## TASK OBJECTIVE
Filter the data below and copy out each line that contains the word "grey".

## EXERCISE MATERIAL
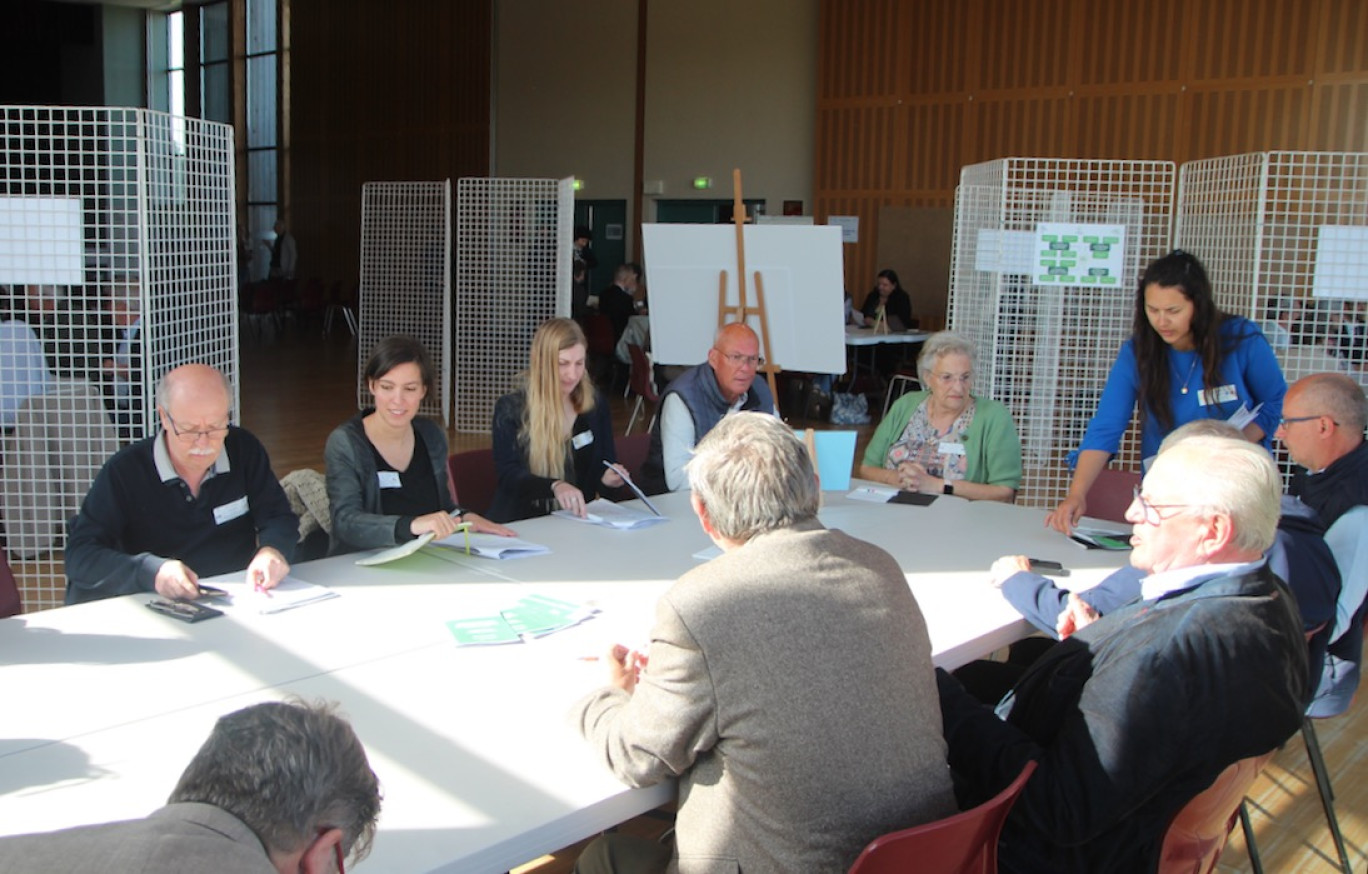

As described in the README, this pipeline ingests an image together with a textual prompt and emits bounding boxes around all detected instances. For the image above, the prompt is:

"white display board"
[1311,224,1368,301]
[642,224,845,373]
[0,197,85,286]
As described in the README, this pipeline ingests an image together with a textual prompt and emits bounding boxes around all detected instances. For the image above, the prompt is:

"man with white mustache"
[66,364,300,605]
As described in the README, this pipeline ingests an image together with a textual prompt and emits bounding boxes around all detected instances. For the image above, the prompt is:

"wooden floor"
[241,330,1368,874]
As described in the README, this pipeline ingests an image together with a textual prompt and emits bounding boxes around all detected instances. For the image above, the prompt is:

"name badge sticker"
[213,495,248,525]
[1197,386,1239,406]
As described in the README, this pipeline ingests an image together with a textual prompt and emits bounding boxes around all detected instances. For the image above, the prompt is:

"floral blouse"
[884,397,974,483]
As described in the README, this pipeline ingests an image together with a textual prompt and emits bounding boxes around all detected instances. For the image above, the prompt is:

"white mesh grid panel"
[0,107,238,610]
[949,157,1174,507]
[454,179,575,434]
[1174,152,1368,472]
[357,179,451,424]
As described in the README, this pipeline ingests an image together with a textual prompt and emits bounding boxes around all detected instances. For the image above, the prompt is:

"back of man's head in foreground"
[687,413,822,543]
[1145,435,1282,561]
[168,702,380,859]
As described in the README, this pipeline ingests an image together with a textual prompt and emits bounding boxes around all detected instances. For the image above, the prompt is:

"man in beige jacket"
[575,413,955,874]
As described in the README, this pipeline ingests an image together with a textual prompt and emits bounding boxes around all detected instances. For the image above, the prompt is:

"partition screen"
[357,179,451,424]
[453,179,575,434]
[0,107,238,610]
[949,157,1175,507]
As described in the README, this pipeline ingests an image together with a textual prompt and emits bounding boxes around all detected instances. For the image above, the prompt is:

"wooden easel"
[717,168,784,414]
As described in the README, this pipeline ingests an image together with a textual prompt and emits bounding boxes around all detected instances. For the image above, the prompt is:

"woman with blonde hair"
[490,319,624,522]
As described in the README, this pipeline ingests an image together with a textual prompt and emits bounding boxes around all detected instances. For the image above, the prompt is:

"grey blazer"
[323,410,456,555]
[572,520,956,874]
[0,804,276,874]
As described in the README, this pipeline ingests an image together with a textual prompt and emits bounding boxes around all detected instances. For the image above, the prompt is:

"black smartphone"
[148,598,223,622]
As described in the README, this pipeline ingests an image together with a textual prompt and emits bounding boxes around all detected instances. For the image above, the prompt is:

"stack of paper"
[554,498,670,531]
[432,531,551,558]
[446,595,598,647]
[201,576,338,613]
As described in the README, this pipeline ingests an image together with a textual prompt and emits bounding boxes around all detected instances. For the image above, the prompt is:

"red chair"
[1159,750,1278,874]
[625,343,661,434]
[850,762,1036,874]
[0,550,23,618]
[1085,468,1140,522]
[446,449,498,516]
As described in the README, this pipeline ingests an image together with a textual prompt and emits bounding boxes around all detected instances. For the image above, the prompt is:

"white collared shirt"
[1140,558,1264,600]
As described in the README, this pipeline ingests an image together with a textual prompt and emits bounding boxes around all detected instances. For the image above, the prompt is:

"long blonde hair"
[518,319,594,480]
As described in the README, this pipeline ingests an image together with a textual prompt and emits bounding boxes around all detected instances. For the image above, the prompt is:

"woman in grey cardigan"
[324,336,513,554]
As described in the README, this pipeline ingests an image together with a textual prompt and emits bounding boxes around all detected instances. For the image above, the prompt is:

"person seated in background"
[859,331,1022,503]
[936,436,1311,874]
[640,321,774,495]
[1259,294,1301,352]
[860,269,917,331]
[955,419,1341,702]
[1275,373,1368,715]
[66,364,300,605]
[0,702,380,874]
[100,284,144,443]
[599,264,642,346]
[570,224,598,321]
[0,294,52,431]
[490,319,625,522]
[1275,373,1368,528]
[572,413,955,874]
[324,336,513,555]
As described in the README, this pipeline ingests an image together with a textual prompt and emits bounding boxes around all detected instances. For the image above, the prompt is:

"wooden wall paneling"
[1074,92,1179,160]
[1187,0,1315,82]
[1073,0,1181,90]
[975,0,1075,90]
[1308,77,1368,152]
[1313,0,1368,78]
[899,0,981,98]
[964,96,1072,164]
[902,100,969,196]
[291,0,491,282]
[1182,85,1311,160]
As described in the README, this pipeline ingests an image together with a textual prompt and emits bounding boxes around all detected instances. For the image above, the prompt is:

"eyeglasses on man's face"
[718,350,765,367]
[161,408,231,443]
[1131,486,1198,525]
[1278,413,1339,428]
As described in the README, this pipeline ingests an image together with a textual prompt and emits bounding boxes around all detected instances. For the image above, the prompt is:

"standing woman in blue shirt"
[1045,249,1287,533]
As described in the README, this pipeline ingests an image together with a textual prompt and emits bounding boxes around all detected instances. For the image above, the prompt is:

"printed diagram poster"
[1034,222,1126,289]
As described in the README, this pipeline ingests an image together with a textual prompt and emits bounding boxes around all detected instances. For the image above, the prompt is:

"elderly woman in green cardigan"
[859,331,1022,503]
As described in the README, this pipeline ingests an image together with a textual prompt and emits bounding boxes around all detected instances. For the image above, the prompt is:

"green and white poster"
[1036,222,1127,289]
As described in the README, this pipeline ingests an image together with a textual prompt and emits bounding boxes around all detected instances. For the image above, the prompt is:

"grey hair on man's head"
[1294,373,1368,434]
[917,331,975,388]
[155,364,233,410]
[168,702,380,859]
[687,413,822,543]
[1149,435,1282,553]
[1159,419,1245,453]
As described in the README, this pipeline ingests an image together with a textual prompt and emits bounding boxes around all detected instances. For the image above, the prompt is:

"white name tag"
[1197,386,1239,406]
[213,495,248,525]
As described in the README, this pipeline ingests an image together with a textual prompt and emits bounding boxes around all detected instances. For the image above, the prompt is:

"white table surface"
[0,492,1124,873]
[845,324,932,346]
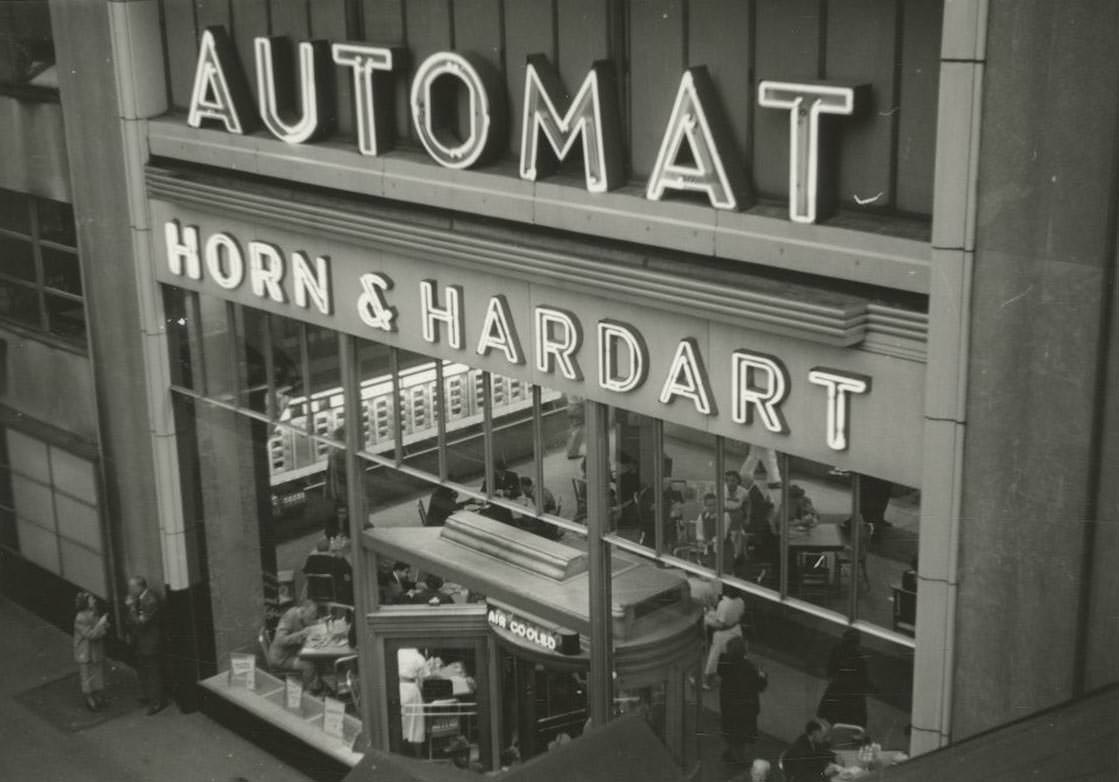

## CORRECT RESULT
"grey blazer"
"woman in grey cardigan"
"grey hair on man's head"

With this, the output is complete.